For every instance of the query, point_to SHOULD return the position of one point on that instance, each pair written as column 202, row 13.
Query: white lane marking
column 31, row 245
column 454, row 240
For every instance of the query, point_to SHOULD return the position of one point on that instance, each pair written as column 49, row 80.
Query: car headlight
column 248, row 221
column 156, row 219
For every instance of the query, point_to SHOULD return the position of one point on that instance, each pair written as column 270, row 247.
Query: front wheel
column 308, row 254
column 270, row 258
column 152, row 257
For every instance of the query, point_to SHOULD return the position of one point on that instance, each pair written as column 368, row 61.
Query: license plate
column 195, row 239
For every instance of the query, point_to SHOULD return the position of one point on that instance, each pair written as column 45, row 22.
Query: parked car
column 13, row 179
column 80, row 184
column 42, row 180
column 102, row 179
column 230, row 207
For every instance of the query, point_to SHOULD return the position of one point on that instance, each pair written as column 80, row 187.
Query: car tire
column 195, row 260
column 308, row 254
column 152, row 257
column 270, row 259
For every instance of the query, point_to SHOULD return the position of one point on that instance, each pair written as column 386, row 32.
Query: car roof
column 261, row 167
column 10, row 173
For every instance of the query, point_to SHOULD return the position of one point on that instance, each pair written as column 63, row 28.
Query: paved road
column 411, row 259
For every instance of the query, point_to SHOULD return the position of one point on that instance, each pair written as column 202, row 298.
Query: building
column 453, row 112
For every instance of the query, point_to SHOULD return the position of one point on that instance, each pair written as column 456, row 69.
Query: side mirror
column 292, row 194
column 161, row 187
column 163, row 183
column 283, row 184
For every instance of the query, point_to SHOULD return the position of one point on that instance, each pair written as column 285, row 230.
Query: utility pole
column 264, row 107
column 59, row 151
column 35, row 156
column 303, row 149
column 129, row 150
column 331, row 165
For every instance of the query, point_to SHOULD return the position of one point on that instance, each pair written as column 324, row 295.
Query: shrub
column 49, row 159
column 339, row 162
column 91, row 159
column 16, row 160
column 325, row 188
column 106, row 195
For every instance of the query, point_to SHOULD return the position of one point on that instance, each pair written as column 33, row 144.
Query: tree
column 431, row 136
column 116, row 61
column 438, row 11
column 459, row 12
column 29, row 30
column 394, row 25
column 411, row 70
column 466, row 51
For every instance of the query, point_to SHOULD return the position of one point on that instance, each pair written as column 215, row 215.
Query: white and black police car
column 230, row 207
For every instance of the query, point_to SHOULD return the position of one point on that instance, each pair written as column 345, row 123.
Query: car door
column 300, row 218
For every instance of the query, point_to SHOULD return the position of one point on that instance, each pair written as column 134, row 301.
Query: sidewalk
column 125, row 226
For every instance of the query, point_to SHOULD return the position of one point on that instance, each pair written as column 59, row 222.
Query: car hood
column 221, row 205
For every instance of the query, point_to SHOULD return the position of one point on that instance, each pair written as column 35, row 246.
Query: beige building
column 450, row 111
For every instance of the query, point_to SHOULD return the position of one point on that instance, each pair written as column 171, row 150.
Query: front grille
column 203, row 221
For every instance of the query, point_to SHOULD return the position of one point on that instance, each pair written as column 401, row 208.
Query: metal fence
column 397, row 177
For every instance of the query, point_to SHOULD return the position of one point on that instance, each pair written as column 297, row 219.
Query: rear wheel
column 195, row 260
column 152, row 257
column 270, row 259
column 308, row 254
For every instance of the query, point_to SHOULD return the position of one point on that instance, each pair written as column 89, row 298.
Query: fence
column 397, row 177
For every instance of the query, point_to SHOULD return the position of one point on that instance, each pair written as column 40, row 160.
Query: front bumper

▶ _EXERCISE REQUIREMENTS_
Convert the entries from the very first line through the line containing "column 453, row 112" into a JSON list of strings, with one string per line and blank lines omitted.

▶ _WRITTEN ANSWER_
[
  "For every instance of the query, point_to SHOULD return the position of one point on that instance, each pair written as column 202, row 13.",
  "Query: white lane marking",
  "column 31, row 245",
  "column 454, row 240",
  "For every instance of the query, point_to SHOULD return the position of one point on that instance, each pair written as column 49, row 80.",
  "Query: car headlight",
  "column 248, row 221",
  "column 156, row 219",
  "For every instance of the query, point_to SHOULD return the position of one point on that instance, each pair written as column 270, row 247.",
  "Query: front wheel",
  "column 308, row 254",
  "column 270, row 258",
  "column 152, row 257",
  "For every instance of the query, point_to SHOULD return the position of one point on that instance, each pair written as column 368, row 61.",
  "Query: license plate",
  "column 195, row 239",
  "For every instance of the query, point_to SHOULD return the position of one point on that instance, each pair written as column 45, row 22.",
  "Query: parked car",
  "column 13, row 179",
  "column 80, row 184",
  "column 42, row 180",
  "column 102, row 179",
  "column 230, row 207",
  "For every instance of the query, point_to SHOULD return the position of one point on that instance, each pair written as column 80, row 187.",
  "Query: car tire",
  "column 195, row 260",
  "column 308, row 254",
  "column 152, row 257",
  "column 270, row 259",
  "For every instance of the query, point_to SHOULD return the position of one point on that instance, each pair written as column 386, row 32.",
  "Query: car roof",
  "column 261, row 167",
  "column 10, row 173",
  "For every instance of the query, point_to SHOULD return the position of one point on that instance, each pair written as column 63, row 28.",
  "Query: paved road",
  "column 411, row 259",
  "For every instance of the query, point_to SHOULD return the position of one point on that instance, each pair written as column 202, row 298.",
  "Query: building",
  "column 453, row 112"
]